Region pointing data

....................

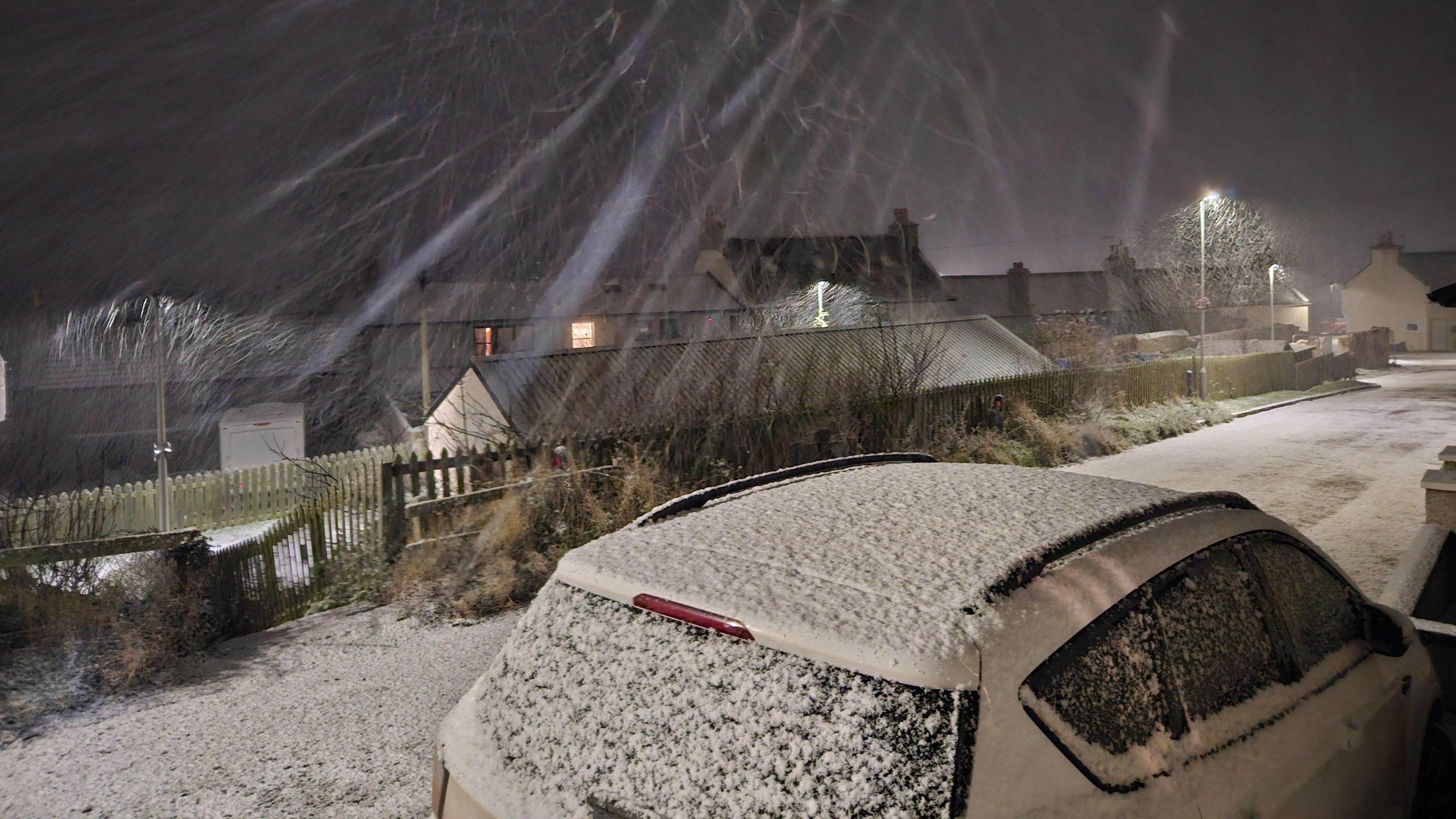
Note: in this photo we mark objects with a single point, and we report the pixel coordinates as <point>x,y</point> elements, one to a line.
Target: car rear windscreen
<point>650,717</point>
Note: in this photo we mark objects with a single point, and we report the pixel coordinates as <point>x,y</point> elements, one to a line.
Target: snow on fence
<point>206,500</point>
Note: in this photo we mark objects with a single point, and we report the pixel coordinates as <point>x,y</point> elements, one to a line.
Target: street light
<point>822,317</point>
<point>1273,270</point>
<point>1203,299</point>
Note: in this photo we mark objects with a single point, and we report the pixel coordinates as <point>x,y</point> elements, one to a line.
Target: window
<point>1104,682</point>
<point>1152,684</point>
<point>1321,611</point>
<point>1219,648</point>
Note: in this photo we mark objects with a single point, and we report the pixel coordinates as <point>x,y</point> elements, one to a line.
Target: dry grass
<point>504,551</point>
<point>509,549</point>
<point>72,630</point>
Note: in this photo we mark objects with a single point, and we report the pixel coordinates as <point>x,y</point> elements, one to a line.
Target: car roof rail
<point>702,497</point>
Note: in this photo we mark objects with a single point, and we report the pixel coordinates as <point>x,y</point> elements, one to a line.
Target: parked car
<point>887,636</point>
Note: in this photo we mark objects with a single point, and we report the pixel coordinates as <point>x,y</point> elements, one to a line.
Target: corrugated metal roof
<point>660,385</point>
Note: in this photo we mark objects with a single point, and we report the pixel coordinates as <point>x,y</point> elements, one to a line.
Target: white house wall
<point>466,417</point>
<point>1387,295</point>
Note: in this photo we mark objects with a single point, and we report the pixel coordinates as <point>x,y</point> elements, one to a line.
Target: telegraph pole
<point>162,447</point>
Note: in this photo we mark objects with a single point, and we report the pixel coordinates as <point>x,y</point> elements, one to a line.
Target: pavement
<point>1346,470</point>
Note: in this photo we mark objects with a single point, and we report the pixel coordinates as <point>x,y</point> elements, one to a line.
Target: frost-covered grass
<point>1039,441</point>
<point>1266,399</point>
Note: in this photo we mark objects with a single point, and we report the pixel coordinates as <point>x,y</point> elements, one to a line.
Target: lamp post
<point>822,317</point>
<point>1273,270</point>
<point>1203,297</point>
<point>162,448</point>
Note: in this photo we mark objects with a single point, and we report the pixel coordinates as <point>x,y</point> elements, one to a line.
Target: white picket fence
<point>207,500</point>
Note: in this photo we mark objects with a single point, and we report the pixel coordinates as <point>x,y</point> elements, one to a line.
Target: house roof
<point>1076,290</point>
<point>1443,297</point>
<point>777,267</point>
<point>1433,270</point>
<point>650,387</point>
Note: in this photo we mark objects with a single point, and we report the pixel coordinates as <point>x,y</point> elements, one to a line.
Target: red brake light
<point>693,617</point>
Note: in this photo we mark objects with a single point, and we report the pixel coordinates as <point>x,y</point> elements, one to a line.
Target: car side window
<point>1175,671</point>
<point>1104,682</point>
<point>1323,611</point>
<point>1219,646</point>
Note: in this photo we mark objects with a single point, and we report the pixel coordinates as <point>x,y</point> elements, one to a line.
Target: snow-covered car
<point>887,636</point>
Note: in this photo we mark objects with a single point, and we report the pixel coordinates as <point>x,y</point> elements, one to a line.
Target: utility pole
<point>162,447</point>
<point>424,355</point>
<point>1203,295</point>
<point>1273,270</point>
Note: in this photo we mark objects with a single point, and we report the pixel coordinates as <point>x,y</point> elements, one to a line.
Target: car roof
<point>887,569</point>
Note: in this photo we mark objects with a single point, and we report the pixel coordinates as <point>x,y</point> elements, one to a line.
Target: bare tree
<point>1241,245</point>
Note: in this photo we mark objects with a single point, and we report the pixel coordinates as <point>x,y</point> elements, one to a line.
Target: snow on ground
<point>336,715</point>
<point>1345,470</point>
<point>333,715</point>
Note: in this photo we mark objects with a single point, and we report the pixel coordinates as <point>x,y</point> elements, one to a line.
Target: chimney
<point>1018,283</point>
<point>1387,251</point>
<point>905,237</point>
<point>712,232</point>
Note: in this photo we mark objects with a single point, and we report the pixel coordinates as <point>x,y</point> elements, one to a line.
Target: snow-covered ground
<point>327,716</point>
<point>1345,470</point>
<point>334,715</point>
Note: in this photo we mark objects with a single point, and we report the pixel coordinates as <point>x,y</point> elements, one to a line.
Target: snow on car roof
<point>871,568</point>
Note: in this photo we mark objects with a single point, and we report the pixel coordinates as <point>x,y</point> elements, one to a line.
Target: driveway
<point>1345,470</point>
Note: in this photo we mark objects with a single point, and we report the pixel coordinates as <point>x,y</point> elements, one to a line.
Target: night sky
<point>306,154</point>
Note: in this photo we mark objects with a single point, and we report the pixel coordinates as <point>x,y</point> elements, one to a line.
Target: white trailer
<point>261,433</point>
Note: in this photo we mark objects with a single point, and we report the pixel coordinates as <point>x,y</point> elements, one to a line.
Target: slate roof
<point>1443,297</point>
<point>1433,269</point>
<point>648,387</point>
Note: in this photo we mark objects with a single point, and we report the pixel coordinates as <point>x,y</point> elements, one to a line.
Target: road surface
<point>1345,470</point>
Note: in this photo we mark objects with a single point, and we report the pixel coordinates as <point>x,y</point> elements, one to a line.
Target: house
<point>889,275</point>
<point>466,320</point>
<point>1395,290</point>
<point>736,286</point>
<point>1114,295</point>
<point>608,391</point>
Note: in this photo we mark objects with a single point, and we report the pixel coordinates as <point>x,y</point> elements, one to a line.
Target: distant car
<point>886,636</point>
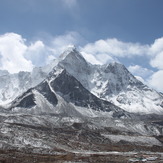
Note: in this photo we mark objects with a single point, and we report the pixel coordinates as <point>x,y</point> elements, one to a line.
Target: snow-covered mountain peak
<point>71,49</point>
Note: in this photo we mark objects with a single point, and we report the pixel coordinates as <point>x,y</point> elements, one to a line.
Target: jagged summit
<point>71,49</point>
<point>111,82</point>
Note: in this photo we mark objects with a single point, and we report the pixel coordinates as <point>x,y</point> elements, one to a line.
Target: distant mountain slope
<point>111,82</point>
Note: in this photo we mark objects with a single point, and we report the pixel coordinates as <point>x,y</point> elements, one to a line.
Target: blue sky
<point>126,31</point>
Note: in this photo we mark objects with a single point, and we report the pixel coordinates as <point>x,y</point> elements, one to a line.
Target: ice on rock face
<point>111,82</point>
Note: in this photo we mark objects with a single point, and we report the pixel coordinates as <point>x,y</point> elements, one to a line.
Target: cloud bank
<point>16,55</point>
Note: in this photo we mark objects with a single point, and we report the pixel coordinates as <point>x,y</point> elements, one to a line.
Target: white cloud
<point>114,47</point>
<point>16,55</point>
<point>90,58</point>
<point>156,80</point>
<point>12,49</point>
<point>138,70</point>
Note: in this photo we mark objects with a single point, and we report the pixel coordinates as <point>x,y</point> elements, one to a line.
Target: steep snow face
<point>60,91</point>
<point>13,85</point>
<point>114,83</point>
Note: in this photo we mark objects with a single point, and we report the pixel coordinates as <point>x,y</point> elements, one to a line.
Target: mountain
<point>68,114</point>
<point>111,82</point>
<point>13,85</point>
<point>114,83</point>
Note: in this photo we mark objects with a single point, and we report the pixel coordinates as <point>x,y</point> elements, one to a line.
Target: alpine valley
<point>71,111</point>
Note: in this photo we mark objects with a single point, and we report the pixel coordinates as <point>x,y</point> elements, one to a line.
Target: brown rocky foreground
<point>84,157</point>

....................

### Assignment
All records must be output exactly as they are, except for the pictures, which are left out.

### Answer
Note: in this photo we mark objects with a single point, and we report the pixel coordinates as <point>x,y</point> elements, one to a line.
Target: car rear windscreen
<point>650,717</point>
Note: in this photo we mark objects with a single point, and we report the pixel coordinates as <point>x,y</point> elements, one to a line.
Target: snow on fence
<point>206,500</point>
Note: in this photo we mark objects with a single point, and we report the pixel coordinates as <point>x,y</point> elements, one to a line.
Target: street light
<point>822,317</point>
<point>1273,270</point>
<point>1203,299</point>
Note: in this photo we mark objects with a single point, and we report the pixel coordinates as <point>x,y</point> elements, one to a line.
Target: window
<point>1104,682</point>
<point>1152,684</point>
<point>1321,611</point>
<point>1219,648</point>
Note: in this photo we mark objects with a single point, and we report the pixel coordinates as <point>x,y</point> elements, one to a line.
Target: dry grass
<point>504,551</point>
<point>509,549</point>
<point>72,630</point>
Note: in this photo we mark objects with a single point, and we report the pixel coordinates as <point>x,y</point> elements, one to a line.
Target: car roof rail
<point>702,497</point>
Note: in this photo we mark objects with a single point, and we report the pixel coordinates as <point>x,y</point> elements, one to a line.
Target: parked car
<point>887,636</point>
Note: in this photo we mark objects with a single point, and we report the pixel coordinates as <point>x,y</point> elements, one to a line.
Target: corrugated metal roof
<point>660,385</point>
Note: in this photo we mark objects with a single point, and we report the pixel coordinates as <point>x,y</point> elements, one to a line.
Target: white house wall
<point>466,417</point>
<point>1387,295</point>
Note: in this photo we mark objects with a single point, and we report the pixel coordinates as <point>x,y</point> elements, one to a line.
Target: telegraph pole
<point>162,447</point>
Note: in this photo we mark objects with a single point, and we report the pixel coordinates as <point>x,y</point> elements, one to a line.
Target: pavement
<point>1346,470</point>
Note: in this photo we mark objects with a single point, and we report the pixel coordinates as <point>x,y</point> elements, one to a line.
Target: frost-covered grass
<point>1039,441</point>
<point>1266,399</point>
Note: in this photo we mark objects with a single point, and we report the pixel coordinates as <point>x,y</point> elements, one to a line.
Target: lamp post
<point>822,317</point>
<point>1273,270</point>
<point>1203,297</point>
<point>162,448</point>
Note: in this photo we mark objects with a single point, and we report the pixel coordinates as <point>x,y</point> elements, one to a line.
Target: white picket fence
<point>207,500</point>
Note: in this photo we mark objects with a single point, and we report the pixel coordinates as <point>x,y</point> elements, one to a line.
Target: house roof
<point>1076,290</point>
<point>1443,297</point>
<point>777,267</point>
<point>1433,270</point>
<point>650,387</point>
Note: in this photo we mark objects with a single point, and we report the pixel coordinates as <point>x,y</point> elements, one to a line.
Target: red brake light
<point>693,617</point>
Note: in this photo we mark objects with a single point, and we report the pixel coordinates as <point>x,y</point> elements, one to a line.
Target: car side window
<point>1175,671</point>
<point>1104,682</point>
<point>1323,611</point>
<point>1219,646</point>
Note: in this photo we mark objects with a single point, and we report the pixel coordinates as <point>x,y</point> elements, one to a line.
Target: snow-covered car
<point>887,636</point>
Note: in this photo we mark objects with a single point, and we report the pixel coordinates as <point>x,y</point> elements, one to a line.
Target: utility pole
<point>162,447</point>
<point>424,355</point>
<point>1203,295</point>
<point>1273,270</point>
Note: in this photo we mark objects with a single point, and we report the pixel coordinates as <point>x,y</point> elements, one to a line.
Target: car roof
<point>887,569</point>
Note: in this photo we mark objects with a single point, and we report the pixel coordinates as <point>x,y</point> elements, one to a line.
Target: bare tree
<point>1241,245</point>
Note: in this photo we mark objects with a single point, and we report the pixel coordinates as <point>x,y</point> elements, one to a line.
Target: snow on ground
<point>336,715</point>
<point>1345,470</point>
<point>333,715</point>
Note: in this photo we mark objects with a single point, and we report the pixel coordinates as <point>x,y</point> elements, one to a line.
Target: chimney
<point>1018,283</point>
<point>1387,251</point>
<point>905,237</point>
<point>712,232</point>
Note: in this photo we mark objects with a single point, and we report the pixel coordinates as <point>x,y</point> elements, one to a line.
Target: snow-covered ground
<point>327,716</point>
<point>1345,470</point>
<point>334,715</point>
Note: in this photo we mark objects with a single point, and we report the pixel coordinates as <point>x,y</point> elements, one to a line.
Target: snow on car roof
<point>871,568</point>
Note: in this photo we mark objects with a single point, and we report the pixel coordinates as <point>x,y</point> elements, one to a line.
Target: driveway
<point>1345,470</point>
Note: in this photo we mark objects with a single point, and we report the pixel coordinates as <point>x,y</point> elements, one to a line.
Target: night sky
<point>306,154</point>
Note: in this photo we mark objects with a single point, and we report the pixel coordinates as <point>x,y</point> elements, one to a line.
Target: white trailer
<point>261,433</point>
Note: in this photo we mark objects with a single point, and we report the pixel coordinates as <point>x,y</point> elements, one to a line.
Target: slate roof
<point>1443,297</point>
<point>1433,269</point>
<point>648,387</point>
Note: in this photo we mark objects with a single point, and we report the pixel coordinates as <point>x,y</point> elements, one to a line.
Target: road surface
<point>1345,470</point>
Note: in this photo we mark objects with a single point, and we report the pixel coordinates as <point>x,y</point> elements, one to a line.
Target: house
<point>889,275</point>
<point>466,320</point>
<point>1395,290</point>
<point>736,286</point>
<point>1114,295</point>
<point>608,391</point>
Note: in this photo we mark objects with a single point, and we report the pixel coordinates as <point>x,y</point> elements, one to a line.
Target: distant car
<point>886,636</point>
Note: in this photo we mark objects with a single point, and we report the pixel coordinates as <point>x,y</point> elements, one to a line.
Target: snow-covered mountain peak
<point>71,49</point>
Note: in this photo we mark objects with a single point, and we report the pixel coordinates as <point>x,y</point> elements, one to a line.
Target: jagged summit
<point>71,49</point>
<point>111,82</point>
Note: in this photo we mark objects with a single point, and we report the pixel coordinates as <point>x,y</point> elements, one to a line.
Target: distant mountain slope
<point>111,82</point>
Note: in this photo we mark objects with a single point, and we report the pixel coordinates as <point>x,y</point> elements, one to a line.
Target: blue sky
<point>126,31</point>
Note: in this photo we mark objects with a single point, and we report the pixel coordinates as <point>x,y</point> elements, one to a line.
Target: ice on rock face
<point>111,82</point>
Note: in this photo we mark objects with a single point, and we report the pixel coordinates as <point>x,y</point> elements, one to a line.
Target: cloud bank
<point>16,55</point>
Note: in this photo we mark objects with a single point, and we report the pixel coordinates as <point>x,y</point> elements, one to a line.
Target: white cloud
<point>114,47</point>
<point>16,55</point>
<point>90,58</point>
<point>156,80</point>
<point>12,49</point>
<point>138,70</point>
Note: in this photo we mark objects with a single point, and we report the pixel coordinates as <point>x,y</point> elements, one to a line.
Target: steep snow face
<point>60,91</point>
<point>13,85</point>
<point>114,83</point>
Note: in this photo we mark objects with a single point, and we report the pixel coordinates as <point>x,y</point> elements, one to a line.
Target: mountain
<point>68,114</point>
<point>111,82</point>
<point>13,85</point>
<point>114,83</point>
Note: in this photo we mark objects with a single point, and we report the pixel coordinates as <point>x,y</point> elements, one to a line.
Target: alpine valley
<point>71,111</point>
Note: in this photo we mark objects with a single point, and we report the pixel coordinates as <point>x,y</point> elements, one to a line.
Target: brown rocky foreground
<point>84,157</point>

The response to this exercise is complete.